> Requirements
Output every line of the records below as a JSON list of strings, one string per line, with blank lines left out. Leave the pictures out.

╔══

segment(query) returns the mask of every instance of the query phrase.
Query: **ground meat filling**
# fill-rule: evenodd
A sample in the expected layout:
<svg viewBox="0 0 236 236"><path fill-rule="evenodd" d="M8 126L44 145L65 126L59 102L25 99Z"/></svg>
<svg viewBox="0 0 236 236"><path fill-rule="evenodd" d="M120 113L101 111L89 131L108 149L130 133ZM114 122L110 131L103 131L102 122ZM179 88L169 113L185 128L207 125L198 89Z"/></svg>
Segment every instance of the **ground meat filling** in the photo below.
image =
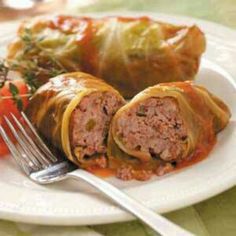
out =
<svg viewBox="0 0 236 236"><path fill-rule="evenodd" d="M174 98L153 97L139 103L119 118L117 129L128 149L164 161L183 156L187 130Z"/></svg>
<svg viewBox="0 0 236 236"><path fill-rule="evenodd" d="M72 112L70 140L73 154L81 161L100 157L105 167L106 139L112 116L122 101L109 92L94 92L85 96ZM96 161L97 165L100 165Z"/></svg>

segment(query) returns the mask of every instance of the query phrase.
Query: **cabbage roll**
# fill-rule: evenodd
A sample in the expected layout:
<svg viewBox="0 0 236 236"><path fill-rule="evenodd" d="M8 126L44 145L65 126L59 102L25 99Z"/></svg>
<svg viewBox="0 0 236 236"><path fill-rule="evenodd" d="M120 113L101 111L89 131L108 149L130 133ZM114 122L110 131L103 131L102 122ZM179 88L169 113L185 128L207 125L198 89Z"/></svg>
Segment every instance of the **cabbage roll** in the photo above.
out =
<svg viewBox="0 0 236 236"><path fill-rule="evenodd" d="M124 104L111 86L82 72L62 74L40 87L26 114L43 138L82 168L107 166L107 136Z"/></svg>
<svg viewBox="0 0 236 236"><path fill-rule="evenodd" d="M110 167L124 180L146 180L205 157L228 123L228 107L191 82L149 87L113 117Z"/></svg>
<svg viewBox="0 0 236 236"><path fill-rule="evenodd" d="M35 71L38 85L63 72L82 71L131 98L158 83L193 80L205 44L196 25L148 17L53 16L22 23L7 58L23 74Z"/></svg>

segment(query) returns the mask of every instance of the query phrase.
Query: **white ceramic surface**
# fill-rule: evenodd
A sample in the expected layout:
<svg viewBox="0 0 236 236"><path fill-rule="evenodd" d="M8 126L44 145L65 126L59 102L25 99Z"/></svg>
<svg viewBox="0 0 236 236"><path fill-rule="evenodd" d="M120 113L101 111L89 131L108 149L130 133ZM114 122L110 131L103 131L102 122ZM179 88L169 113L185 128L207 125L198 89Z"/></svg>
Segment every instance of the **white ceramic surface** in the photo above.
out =
<svg viewBox="0 0 236 236"><path fill-rule="evenodd" d="M104 15L104 14L103 14ZM105 13L105 15L120 15ZM124 15L124 14L123 14ZM205 85L231 108L232 118L204 161L147 182L109 181L160 213L176 210L212 197L236 183L236 32L202 20L154 13L149 15L177 24L198 24L207 37L196 83ZM0 56L14 38L17 23L0 24ZM39 186L25 177L10 158L0 159L0 218L14 221L85 225L126 221L132 217L84 183L66 181Z"/></svg>

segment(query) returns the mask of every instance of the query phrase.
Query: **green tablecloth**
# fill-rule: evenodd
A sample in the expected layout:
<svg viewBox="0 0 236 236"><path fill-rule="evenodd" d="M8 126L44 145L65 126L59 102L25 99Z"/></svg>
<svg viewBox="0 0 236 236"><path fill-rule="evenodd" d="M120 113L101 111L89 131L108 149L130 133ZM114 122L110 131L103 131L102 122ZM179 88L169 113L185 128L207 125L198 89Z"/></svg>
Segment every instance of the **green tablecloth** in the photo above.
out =
<svg viewBox="0 0 236 236"><path fill-rule="evenodd" d="M74 1L75 2L75 1ZM236 0L80 0L69 11L155 11L182 14L236 28ZM234 155L234 154L232 154ZM233 156L232 156L233 157ZM196 235L236 235L236 187L202 203L165 215ZM149 236L156 235L138 221L87 227L53 227L0 221L1 236Z"/></svg>

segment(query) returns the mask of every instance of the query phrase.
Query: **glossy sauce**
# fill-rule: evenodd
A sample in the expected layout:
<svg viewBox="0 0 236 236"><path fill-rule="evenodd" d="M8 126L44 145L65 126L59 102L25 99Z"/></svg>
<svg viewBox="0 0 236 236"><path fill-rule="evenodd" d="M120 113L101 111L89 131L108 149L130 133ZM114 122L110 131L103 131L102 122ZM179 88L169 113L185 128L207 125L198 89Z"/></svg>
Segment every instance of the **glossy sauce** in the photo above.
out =
<svg viewBox="0 0 236 236"><path fill-rule="evenodd" d="M197 93L196 89L191 83L176 82L176 83L165 83L163 85L178 87L184 91L186 99L190 102L192 108L199 117L199 126L203 127L200 131L201 135L198 137L198 145L193 153L191 153L184 160L177 162L176 166L170 171L180 170L182 168L196 164L204 160L210 151L213 149L216 143L216 134L213 129L213 115L210 109L205 105L204 99ZM113 160L115 166L119 168L123 164L121 160ZM113 164L114 164L113 163ZM158 167L158 162L152 161L147 163L136 164L136 170L155 170ZM115 170L110 169L97 169L93 171L94 174L98 174L102 177L109 177L114 175ZM102 173L102 174L100 174Z"/></svg>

╚══

> Written solution
[
  "segment(query) returns the mask of every instance of the query phrase.",
  "Query: **ground meat filling**",
  "# fill-rule: evenodd",
  "A sample in the expected layout:",
  "<svg viewBox=\"0 0 236 236\"><path fill-rule=\"evenodd\" d=\"M8 126L44 145L65 126L59 102L25 99Z\"/></svg>",
  "<svg viewBox=\"0 0 236 236\"><path fill-rule=\"evenodd\" d=\"M120 113L101 111L89 131L108 149L130 133ZM114 122L110 131L103 131L102 122ZM179 88L169 113L185 128L207 125L198 89Z\"/></svg>",
  "Segment every instance of the **ground meat filling** in the photo below.",
  "image =",
  "out =",
  "<svg viewBox=\"0 0 236 236\"><path fill-rule=\"evenodd\" d=\"M174 98L153 97L139 103L119 118L117 129L128 149L164 161L183 156L187 130Z\"/></svg>",
  "<svg viewBox=\"0 0 236 236\"><path fill-rule=\"evenodd\" d=\"M72 112L70 140L73 154L81 161L100 157L105 167L106 139L112 116L122 101L109 92L94 92L85 96ZM96 161L97 165L100 165Z\"/></svg>",
  "segment(query) returns the mask of every instance of the query phrase.",
  "Query: **cabbage roll**",
  "# fill-rule: evenodd",
  "A sample in the expected layout:",
  "<svg viewBox=\"0 0 236 236\"><path fill-rule=\"evenodd\" d=\"M8 126L44 145L65 126L59 102L25 99Z\"/></svg>",
  "<svg viewBox=\"0 0 236 236\"><path fill-rule=\"evenodd\" d=\"M120 113L101 111L89 131L108 149L130 133ZM114 122L110 131L103 131L102 122ZM179 88L169 113L185 128L207 125L198 89Z\"/></svg>",
  "Segment every instance of the **cabbage roll** in the photo above.",
  "out =",
  "<svg viewBox=\"0 0 236 236\"><path fill-rule=\"evenodd\" d=\"M124 104L111 86L82 72L62 74L40 87L26 114L43 138L82 168L107 166L107 136Z\"/></svg>",
  "<svg viewBox=\"0 0 236 236\"><path fill-rule=\"evenodd\" d=\"M110 167L124 180L146 180L205 157L228 123L228 107L191 82L149 87L113 117Z\"/></svg>",
  "<svg viewBox=\"0 0 236 236\"><path fill-rule=\"evenodd\" d=\"M35 71L38 85L63 72L82 71L131 98L158 83L193 80L205 44L196 25L148 17L53 16L22 23L7 58L23 74Z\"/></svg>",
  "segment(query) returns the mask of every instance of the query phrase.",
  "Query: **white ceramic surface**",
  "# fill-rule: evenodd",
  "A sample in the expected layout:",
  "<svg viewBox=\"0 0 236 236\"><path fill-rule=\"evenodd\" d=\"M8 126L44 145L65 126L59 102L25 99Z\"/></svg>",
  "<svg viewBox=\"0 0 236 236\"><path fill-rule=\"evenodd\" d=\"M120 113L101 111L89 131L108 149L130 133ZM114 122L110 131L103 131L102 122ZM179 88L169 113L185 128L207 125L198 89Z\"/></svg>",
  "Segment every instance of the **white ceramic surface** in the photo above.",
  "out =",
  "<svg viewBox=\"0 0 236 236\"><path fill-rule=\"evenodd\" d=\"M104 15L104 14L103 14ZM105 13L105 15L120 15ZM124 15L124 14L123 14ZM205 85L231 108L232 118L204 161L147 182L109 181L160 213L176 210L212 197L236 183L236 32L202 20L154 13L149 15L177 24L198 24L207 37L196 83ZM0 56L14 38L17 23L0 24ZM39 186L25 177L10 158L0 159L0 218L14 221L85 225L126 221L132 217L84 183L66 181Z\"/></svg>",
  "segment(query) returns the mask of every instance of the query phrase.",
  "Query: **green tablecloth**",
  "# fill-rule: evenodd",
  "A sample in the expected layout:",
  "<svg viewBox=\"0 0 236 236\"><path fill-rule=\"evenodd\" d=\"M8 126L44 145L65 126L59 102L25 99Z\"/></svg>",
  "<svg viewBox=\"0 0 236 236\"><path fill-rule=\"evenodd\" d=\"M120 113L101 111L89 131L108 149L130 133ZM114 122L110 131L103 131L102 122ZM179 88L169 113L185 128L207 125L198 89Z\"/></svg>",
  "Segment every instance of the **green tablecloth** in the photo above.",
  "out =",
  "<svg viewBox=\"0 0 236 236\"><path fill-rule=\"evenodd\" d=\"M74 1L75 2L75 1ZM236 0L80 0L69 11L155 11L182 14L236 28ZM234 155L234 154L232 154ZM233 156L232 156L233 157ZM196 235L236 235L236 187L202 203L165 215ZM149 236L156 235L138 221L87 227L53 227L0 221L1 236Z\"/></svg>",
  "segment(query) returns the mask of every instance of the query phrase.",
  "Query: **glossy sauce**",
  "# fill-rule: evenodd",
  "A sample in the expected layout:",
  "<svg viewBox=\"0 0 236 236\"><path fill-rule=\"evenodd\" d=\"M8 126L44 145L65 126L59 102L25 99Z\"/></svg>",
  "<svg viewBox=\"0 0 236 236\"><path fill-rule=\"evenodd\" d=\"M120 113L101 111L89 131L108 149L130 133ZM114 122L110 131L103 131L102 122ZM179 88L169 113L185 128L207 125L198 89Z\"/></svg>",
  "Segment every instance of the **glossy sauce** in the photo above.",
  "out =",
  "<svg viewBox=\"0 0 236 236\"><path fill-rule=\"evenodd\" d=\"M197 93L196 89L191 83L176 82L176 83L165 83L163 85L178 87L184 91L186 99L190 102L192 108L199 117L199 126L203 127L200 131L201 135L198 137L198 145L193 153L191 153L184 160L177 162L176 166L170 171L180 170L182 168L196 164L204 160L210 151L213 149L216 143L216 134L213 129L213 115L210 109L205 105L204 99ZM113 160L115 166L119 168L123 164L121 160ZM113 164L114 164L113 163ZM158 167L158 162L152 161L147 163L136 164L136 170L155 170ZM115 170L110 169L97 169L93 171L94 174L98 174L102 177L109 177L114 175ZM102 173L102 174L100 174Z\"/></svg>"
]